WORK INSTRUCTIONS: Write out verbatim the lines of the rows starting at the very first line and ending at the line that contains "# holes follow the even-odd rule", both included.

RECORDS SHOWN:
● ● ● ●
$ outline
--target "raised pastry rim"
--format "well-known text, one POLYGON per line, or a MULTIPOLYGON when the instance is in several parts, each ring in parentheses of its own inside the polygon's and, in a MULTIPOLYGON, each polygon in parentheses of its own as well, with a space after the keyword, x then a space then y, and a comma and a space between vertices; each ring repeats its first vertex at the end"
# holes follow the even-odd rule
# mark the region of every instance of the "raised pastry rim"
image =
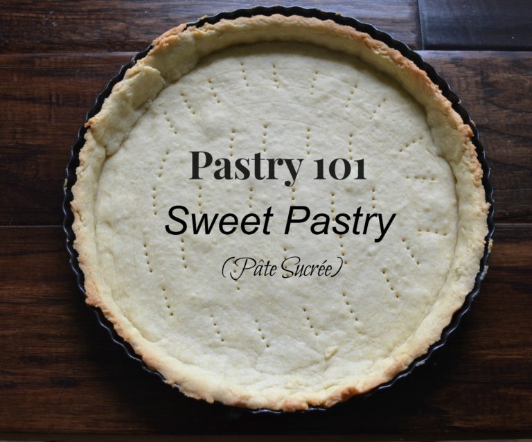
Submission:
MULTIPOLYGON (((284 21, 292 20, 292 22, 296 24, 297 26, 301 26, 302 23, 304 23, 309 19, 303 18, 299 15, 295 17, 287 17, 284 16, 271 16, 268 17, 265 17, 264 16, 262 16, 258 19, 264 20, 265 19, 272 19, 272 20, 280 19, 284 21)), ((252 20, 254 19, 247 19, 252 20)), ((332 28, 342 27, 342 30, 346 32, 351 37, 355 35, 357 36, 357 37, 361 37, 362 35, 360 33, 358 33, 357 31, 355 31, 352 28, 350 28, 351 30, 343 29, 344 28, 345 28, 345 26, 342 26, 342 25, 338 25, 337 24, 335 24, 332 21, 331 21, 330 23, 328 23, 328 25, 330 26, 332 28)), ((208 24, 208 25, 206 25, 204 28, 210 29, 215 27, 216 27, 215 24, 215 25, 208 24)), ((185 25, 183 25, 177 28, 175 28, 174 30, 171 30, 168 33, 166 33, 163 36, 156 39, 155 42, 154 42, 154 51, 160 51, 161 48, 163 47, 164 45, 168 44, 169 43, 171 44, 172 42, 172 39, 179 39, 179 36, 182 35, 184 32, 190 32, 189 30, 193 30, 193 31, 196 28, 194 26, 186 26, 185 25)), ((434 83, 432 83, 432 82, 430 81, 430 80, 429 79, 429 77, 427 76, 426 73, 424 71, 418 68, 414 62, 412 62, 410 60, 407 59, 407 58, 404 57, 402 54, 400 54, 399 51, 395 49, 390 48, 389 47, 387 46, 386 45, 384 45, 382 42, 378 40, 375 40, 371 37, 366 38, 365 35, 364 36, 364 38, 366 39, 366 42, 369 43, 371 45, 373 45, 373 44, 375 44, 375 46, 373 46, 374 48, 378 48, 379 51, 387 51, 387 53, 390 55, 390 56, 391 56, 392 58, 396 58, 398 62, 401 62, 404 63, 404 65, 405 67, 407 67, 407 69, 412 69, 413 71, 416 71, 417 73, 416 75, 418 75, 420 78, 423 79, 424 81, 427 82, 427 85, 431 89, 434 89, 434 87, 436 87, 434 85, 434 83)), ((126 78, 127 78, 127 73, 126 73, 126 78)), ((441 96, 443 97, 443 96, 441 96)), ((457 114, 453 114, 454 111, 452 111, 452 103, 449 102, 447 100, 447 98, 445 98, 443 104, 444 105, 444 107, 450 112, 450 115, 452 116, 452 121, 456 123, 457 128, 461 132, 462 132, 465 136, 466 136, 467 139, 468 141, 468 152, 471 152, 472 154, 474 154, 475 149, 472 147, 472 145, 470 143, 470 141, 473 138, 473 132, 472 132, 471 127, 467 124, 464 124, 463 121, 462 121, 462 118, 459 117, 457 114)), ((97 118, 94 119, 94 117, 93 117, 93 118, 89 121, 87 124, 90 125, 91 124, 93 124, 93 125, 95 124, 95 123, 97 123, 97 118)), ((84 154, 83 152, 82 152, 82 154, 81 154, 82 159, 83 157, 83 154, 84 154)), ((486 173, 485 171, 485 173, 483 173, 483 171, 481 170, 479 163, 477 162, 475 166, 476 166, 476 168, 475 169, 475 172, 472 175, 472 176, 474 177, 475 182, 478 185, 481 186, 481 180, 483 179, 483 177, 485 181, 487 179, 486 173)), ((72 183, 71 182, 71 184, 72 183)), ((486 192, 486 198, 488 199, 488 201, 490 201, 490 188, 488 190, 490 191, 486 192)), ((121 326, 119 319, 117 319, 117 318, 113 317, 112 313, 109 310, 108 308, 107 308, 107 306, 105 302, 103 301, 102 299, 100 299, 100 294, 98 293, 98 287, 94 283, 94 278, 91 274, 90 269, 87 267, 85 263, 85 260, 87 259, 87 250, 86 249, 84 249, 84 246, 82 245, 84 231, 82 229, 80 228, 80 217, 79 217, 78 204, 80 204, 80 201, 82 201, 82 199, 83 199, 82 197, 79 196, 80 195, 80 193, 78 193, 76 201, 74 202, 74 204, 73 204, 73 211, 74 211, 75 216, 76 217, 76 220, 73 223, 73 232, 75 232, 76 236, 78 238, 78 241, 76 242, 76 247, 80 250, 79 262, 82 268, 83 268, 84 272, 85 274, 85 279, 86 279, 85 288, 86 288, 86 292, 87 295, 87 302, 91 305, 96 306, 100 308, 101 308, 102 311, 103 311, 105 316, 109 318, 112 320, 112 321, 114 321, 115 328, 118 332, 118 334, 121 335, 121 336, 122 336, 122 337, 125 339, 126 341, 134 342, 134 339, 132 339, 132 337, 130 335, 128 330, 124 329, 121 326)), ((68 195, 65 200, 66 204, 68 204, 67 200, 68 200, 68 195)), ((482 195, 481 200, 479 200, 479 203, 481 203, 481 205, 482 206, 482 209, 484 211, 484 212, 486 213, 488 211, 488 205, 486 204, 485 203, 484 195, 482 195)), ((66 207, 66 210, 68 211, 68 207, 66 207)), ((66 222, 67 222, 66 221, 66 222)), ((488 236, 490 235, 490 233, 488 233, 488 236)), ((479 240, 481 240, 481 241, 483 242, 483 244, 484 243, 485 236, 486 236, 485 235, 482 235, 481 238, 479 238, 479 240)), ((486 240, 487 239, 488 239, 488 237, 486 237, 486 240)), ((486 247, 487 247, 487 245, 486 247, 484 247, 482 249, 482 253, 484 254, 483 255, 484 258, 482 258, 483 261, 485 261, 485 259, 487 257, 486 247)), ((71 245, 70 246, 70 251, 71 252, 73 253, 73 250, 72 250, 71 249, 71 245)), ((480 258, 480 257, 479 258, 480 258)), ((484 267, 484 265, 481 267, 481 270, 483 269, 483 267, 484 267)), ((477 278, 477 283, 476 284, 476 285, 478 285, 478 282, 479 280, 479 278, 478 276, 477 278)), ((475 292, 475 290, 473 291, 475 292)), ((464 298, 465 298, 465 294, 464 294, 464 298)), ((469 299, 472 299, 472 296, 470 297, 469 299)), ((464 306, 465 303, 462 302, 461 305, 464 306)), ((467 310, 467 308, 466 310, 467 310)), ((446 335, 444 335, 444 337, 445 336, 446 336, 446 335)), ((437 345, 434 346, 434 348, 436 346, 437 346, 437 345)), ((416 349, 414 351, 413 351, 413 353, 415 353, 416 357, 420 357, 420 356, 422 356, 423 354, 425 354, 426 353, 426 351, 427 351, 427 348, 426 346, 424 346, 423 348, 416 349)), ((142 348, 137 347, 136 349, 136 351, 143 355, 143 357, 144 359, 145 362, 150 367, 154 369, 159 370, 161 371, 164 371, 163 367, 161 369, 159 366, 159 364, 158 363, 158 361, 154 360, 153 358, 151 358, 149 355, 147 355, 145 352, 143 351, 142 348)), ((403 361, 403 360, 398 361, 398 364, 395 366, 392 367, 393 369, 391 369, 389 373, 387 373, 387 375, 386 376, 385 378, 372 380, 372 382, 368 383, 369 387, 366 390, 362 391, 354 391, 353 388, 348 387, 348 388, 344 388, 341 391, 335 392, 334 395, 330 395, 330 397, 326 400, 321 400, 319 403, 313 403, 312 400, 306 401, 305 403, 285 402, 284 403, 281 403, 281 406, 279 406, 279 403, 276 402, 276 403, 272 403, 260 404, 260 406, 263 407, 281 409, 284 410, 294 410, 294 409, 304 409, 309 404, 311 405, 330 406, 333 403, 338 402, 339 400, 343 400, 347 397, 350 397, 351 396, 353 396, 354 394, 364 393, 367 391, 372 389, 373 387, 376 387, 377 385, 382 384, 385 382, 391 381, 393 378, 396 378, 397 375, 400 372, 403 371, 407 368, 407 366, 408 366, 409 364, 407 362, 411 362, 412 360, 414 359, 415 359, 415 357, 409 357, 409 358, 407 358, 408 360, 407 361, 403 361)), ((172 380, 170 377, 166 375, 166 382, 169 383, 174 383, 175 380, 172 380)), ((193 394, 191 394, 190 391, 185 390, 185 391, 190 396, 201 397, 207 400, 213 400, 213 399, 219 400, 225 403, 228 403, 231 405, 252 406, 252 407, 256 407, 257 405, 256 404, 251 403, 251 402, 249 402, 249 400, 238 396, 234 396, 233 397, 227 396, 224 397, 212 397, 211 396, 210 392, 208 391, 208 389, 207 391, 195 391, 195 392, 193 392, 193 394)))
● ● ● ●
FINISHED EXERCISE:
$ outline
--target "raised pastry rim"
--format "well-known text, one POLYGON per line, or a MULTIPOLYGON when the instance is in several parts, each ring in parentheses of its own inside the polygon's and, in a MULTIPOLYGON, each polygon in parentheses of its own as well, with a space after the keyword, x then a space then y, and a comma and a space between vertices; each ring repeats its first vertex at the end"
# holes follow the even-odd rule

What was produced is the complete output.